> Source document
◆ ◆ ◆ ◆ ◆
CODEWITHSUNDEEP
typescript
yaserso
yaserso

Reputation: 2868

How to Pick and rename certain keys using Typescript?

I have an interface User:

interface User {
    _id     : string;
    name    : string;
    email   : string;
    password: string;
    phone   : number;
}

I have another interface UpdatedBy:

interface UpdatedUser {
    id  : string;
    name: string;
}

I know I can use Pick, but I want to rename _id to id in the UpdatedUser interface.

type UpdatedUser = Pick<User, '_id' | 'name'>; // How can I turn _id into id?

Update: I basically want to do a cleaner version of this:

export interface UpdatedUser extends Pick<User, 'name'> {
    id  : Extract<User, '_id'>;
}

Upvotes: 29

Views: 19946

Answers (5)

Qwerty
Qwerty

Reputation: 31949

I have another, much simpler, solution which is easier to use with a syntax inspired by destructuring. It also works well with intellisense when picking the keys from the original object.

Screenshot from VSCode showing property key suggestions when using Pick.

typescript playground

Inspiration
const {a: x, b: y} = {a: 1, b: 'b'}
// x = 1
// y = 'b'

Proposal

type A = { a: string, b: number, c: boolean, d: any }
type B = PickAs<A, 'a:x' | 'b:y' | 'c'>
// B = { x: string; y: number; c: boolean; }

Solution

type PickAs<T, K extends Exclude<keyof T, K extends `${infer A}:${string}` ? A : never>> =
  Normalize<
    & UnionToIntersection<K extends `${infer A}:${infer B}` ? { [key in B]: T[A] } : never>
    & Pick<T, Extract<K, keyof T>>
  >

type UnionToIntersection<U> = (U extends any ? (k: U) => void : never) extends 
  (k: infer I) => void ? I : never

type Normalize<T> = { [K in keyof T]: T[K] }

How does this work?

The stripped type looks like this:

type PickAs<T, K extends keyof T> = // K = e.g. `'a:x' | 'b:y' | 'c'`
  K extends `${infer A}:${infer B}` // 1
    ? { [P in B]: T[A] } // 2
    : never  // 3 - ignore everything else

// Compare to classic Pick
type Pick<T, K extends keyof T> =
      { [P in K]: T[P] }
  1. If K extends a string *:*, extract it's constituents into A and B
  2. Then construct a new type { [B]: T[A] }
  3. However, this only works for pairs 'a:c' | 'b:d', but not for 'a' | 'b'.
◆ ◆ ◆ ◆ ◆
> Extracted data
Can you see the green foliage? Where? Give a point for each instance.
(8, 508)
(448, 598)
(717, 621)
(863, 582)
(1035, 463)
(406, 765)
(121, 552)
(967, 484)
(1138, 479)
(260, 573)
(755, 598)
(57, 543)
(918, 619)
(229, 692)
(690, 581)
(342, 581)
◆ ◆ ◆ ◆ ◆
> Prompt
Extend the forum thread above about picking and renaming keys in TypeScript, starting right after its last sentence.

> Exercise response
To support original keys of T , we add

Pick<T, Extract<K, keyof T>> // From `K` only extract original keys of `T` and Pick.

The resulting type may look like this

type A = { a: string, b: number, c: boolean, d: any }
type B = PickAs<A, 'a:x' | 'b:y' | 'c'>

// result
type B = ({
    x: string;
} | {
    y: number;
}) & Pick<A, "c">

Not perfect.

  1. UnionToIntersection resolves {x} | {y} into {x} & {y}.
  2. Normalize merges {x} & {y} & Pick<A,'c'> into one object. { x, y, c }

And the last thing to do is to add intellisense support.

// Before:
type PickAs<T, K extends keyof T>;
// After:
type PickAs<T, K extends Exclude<keyof T, K extends `${infer A}:${string}` ? A : never> | `${string}:${string}`>;
  • If a key K matches ?:?, take the first constituent {A}:? and return it (? A : never) instead of the whole string ?:?. Exclude<keyof T, A> then removes it from the allowed pool of values, which makes it disappear from intellisense.
  • | `${string}:${string}` then adds the string back, so that the extends clause doesn't give error that abc:xyz "is not assignable to type keyof T"

Upvotes: 0

Lars Munkholm
Lars Munkholm

Reputation: 308

I really liked ford04's Dynamic version for multiple properties, but I wanted optional keys to remain optional, like in Alireza Mirian's answer.

So I've combined the two here.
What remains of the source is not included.